◆ **DIRECTIVE**: Write out again only the lines running from the one that contains "Where can the woman's face be found here?" to the end of the records below, including both the first and the last.

--- START ---

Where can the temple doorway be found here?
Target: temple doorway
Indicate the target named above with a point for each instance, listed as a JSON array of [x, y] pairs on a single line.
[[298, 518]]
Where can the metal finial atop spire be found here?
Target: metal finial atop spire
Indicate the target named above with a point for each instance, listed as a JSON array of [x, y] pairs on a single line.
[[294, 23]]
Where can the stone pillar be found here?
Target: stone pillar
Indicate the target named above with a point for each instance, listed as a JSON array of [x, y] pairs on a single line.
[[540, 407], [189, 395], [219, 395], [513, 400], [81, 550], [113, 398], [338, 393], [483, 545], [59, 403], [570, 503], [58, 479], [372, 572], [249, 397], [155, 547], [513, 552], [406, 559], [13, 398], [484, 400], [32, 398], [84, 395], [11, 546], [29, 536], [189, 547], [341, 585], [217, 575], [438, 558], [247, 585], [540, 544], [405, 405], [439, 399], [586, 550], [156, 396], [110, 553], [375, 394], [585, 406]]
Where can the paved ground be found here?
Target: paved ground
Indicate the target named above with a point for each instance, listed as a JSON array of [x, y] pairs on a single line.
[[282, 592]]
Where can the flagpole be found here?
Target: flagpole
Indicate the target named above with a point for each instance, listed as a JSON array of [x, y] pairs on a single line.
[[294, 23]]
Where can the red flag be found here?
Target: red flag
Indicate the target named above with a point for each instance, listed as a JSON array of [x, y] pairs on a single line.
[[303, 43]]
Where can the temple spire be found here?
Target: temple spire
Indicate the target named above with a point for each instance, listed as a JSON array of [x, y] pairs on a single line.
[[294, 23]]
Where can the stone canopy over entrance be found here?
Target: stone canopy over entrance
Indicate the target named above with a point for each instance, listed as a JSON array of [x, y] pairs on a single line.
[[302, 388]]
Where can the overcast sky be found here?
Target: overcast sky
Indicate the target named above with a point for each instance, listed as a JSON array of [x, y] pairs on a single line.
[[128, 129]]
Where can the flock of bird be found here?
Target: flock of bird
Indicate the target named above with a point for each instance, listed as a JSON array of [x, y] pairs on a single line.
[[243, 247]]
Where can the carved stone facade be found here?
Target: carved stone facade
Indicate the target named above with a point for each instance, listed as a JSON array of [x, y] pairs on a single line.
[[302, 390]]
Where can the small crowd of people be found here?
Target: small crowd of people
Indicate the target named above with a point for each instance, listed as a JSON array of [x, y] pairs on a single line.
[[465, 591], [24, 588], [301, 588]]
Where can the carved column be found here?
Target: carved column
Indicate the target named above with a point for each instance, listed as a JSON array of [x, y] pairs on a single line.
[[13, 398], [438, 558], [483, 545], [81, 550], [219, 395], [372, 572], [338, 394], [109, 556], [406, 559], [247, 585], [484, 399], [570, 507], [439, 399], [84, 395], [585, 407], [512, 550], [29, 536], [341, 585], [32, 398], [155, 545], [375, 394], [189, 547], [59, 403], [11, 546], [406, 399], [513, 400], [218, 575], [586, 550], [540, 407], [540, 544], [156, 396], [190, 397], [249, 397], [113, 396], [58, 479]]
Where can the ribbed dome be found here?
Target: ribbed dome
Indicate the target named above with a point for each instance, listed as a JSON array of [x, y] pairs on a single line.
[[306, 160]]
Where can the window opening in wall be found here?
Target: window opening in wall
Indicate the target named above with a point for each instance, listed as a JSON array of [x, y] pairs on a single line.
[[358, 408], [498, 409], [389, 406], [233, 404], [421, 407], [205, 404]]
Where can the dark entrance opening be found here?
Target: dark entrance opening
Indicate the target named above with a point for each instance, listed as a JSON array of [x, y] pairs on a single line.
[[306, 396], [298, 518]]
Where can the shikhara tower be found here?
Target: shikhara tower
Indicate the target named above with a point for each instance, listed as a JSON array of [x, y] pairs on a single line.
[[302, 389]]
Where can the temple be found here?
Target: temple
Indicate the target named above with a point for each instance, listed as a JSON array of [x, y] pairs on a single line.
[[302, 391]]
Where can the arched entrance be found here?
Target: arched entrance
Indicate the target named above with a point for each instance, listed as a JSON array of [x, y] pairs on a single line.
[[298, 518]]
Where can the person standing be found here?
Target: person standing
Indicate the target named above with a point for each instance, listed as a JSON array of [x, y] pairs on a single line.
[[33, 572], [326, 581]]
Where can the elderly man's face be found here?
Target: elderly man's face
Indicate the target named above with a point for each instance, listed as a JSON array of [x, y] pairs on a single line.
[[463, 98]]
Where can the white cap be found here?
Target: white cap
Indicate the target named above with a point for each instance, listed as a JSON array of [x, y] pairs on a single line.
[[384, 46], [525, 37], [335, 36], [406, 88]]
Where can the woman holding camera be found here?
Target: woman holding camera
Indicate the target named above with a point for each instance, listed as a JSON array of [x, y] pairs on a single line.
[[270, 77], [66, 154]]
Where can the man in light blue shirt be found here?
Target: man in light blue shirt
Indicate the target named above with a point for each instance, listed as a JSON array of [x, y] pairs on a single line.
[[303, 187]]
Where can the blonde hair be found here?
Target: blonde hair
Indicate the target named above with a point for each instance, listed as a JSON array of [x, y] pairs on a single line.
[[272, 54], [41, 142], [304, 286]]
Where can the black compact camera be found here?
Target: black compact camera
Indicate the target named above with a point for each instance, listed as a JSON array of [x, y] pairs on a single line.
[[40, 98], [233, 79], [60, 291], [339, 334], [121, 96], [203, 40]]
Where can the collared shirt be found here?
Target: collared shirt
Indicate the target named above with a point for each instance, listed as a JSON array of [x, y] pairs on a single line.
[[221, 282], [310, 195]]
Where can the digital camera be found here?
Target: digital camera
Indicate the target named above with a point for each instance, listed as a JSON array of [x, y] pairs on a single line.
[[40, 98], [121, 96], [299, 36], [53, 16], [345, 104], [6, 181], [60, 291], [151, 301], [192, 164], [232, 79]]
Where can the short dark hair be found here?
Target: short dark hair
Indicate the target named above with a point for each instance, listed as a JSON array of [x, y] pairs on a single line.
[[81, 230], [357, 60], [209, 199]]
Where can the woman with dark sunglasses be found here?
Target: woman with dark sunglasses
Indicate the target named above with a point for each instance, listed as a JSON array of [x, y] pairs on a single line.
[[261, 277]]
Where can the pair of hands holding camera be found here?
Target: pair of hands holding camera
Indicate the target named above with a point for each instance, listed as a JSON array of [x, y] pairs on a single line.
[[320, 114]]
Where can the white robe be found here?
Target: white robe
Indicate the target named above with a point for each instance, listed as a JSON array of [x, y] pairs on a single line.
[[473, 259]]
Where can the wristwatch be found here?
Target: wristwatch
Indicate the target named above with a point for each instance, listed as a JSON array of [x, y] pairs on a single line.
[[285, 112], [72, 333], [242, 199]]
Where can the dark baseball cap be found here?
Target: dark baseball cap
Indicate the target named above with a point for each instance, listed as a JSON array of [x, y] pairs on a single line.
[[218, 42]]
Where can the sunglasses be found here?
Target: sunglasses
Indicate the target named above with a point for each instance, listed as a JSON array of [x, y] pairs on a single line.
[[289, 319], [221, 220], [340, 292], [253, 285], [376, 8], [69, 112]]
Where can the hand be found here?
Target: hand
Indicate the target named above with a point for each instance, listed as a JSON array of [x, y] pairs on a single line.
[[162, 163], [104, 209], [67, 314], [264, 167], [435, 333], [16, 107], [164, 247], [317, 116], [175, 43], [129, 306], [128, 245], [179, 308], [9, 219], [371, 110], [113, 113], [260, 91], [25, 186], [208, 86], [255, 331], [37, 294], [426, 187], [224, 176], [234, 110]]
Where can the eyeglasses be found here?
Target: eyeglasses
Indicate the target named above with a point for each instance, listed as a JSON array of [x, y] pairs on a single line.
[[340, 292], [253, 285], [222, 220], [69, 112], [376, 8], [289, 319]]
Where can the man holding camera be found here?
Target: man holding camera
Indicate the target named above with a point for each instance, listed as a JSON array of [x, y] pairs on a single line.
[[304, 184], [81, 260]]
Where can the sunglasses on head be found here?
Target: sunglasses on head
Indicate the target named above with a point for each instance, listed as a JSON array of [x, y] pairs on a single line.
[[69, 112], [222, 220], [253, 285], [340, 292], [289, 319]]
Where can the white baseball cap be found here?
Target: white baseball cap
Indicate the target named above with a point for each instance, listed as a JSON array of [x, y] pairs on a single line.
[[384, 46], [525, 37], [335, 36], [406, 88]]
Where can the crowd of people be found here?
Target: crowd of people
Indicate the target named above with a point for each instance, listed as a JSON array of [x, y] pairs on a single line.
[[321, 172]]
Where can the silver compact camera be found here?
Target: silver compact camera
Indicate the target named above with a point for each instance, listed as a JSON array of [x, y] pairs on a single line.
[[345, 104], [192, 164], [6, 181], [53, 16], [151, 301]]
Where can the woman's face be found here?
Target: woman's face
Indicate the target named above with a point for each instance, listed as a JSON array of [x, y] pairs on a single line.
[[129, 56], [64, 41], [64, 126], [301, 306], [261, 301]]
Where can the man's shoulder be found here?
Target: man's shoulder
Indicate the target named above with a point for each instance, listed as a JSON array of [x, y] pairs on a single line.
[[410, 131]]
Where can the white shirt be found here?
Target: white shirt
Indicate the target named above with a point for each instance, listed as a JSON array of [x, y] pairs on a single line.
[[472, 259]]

--- END ---

◆ **CORRECT RESPONSE**:
Where can the woman's face be found here?
Target: woman's face
Indicate the target named above with a point for each instance, listed as a JSON array of [x, y] pairs on a single line.
[[129, 56], [64, 41], [64, 126], [301, 306], [261, 301]]
Where can the man's shoulder be found here?
Target: man's shoulder
Indicate the target named above with a point for each instance, listed as a JSON array of [x, y] pairs on a single line.
[[410, 131]]
Where can the white shirt be found here?
Target: white shirt
Indicate the target named above with a point for each instance, listed as a JSON array of [x, y] pairs on a single line.
[[472, 259]]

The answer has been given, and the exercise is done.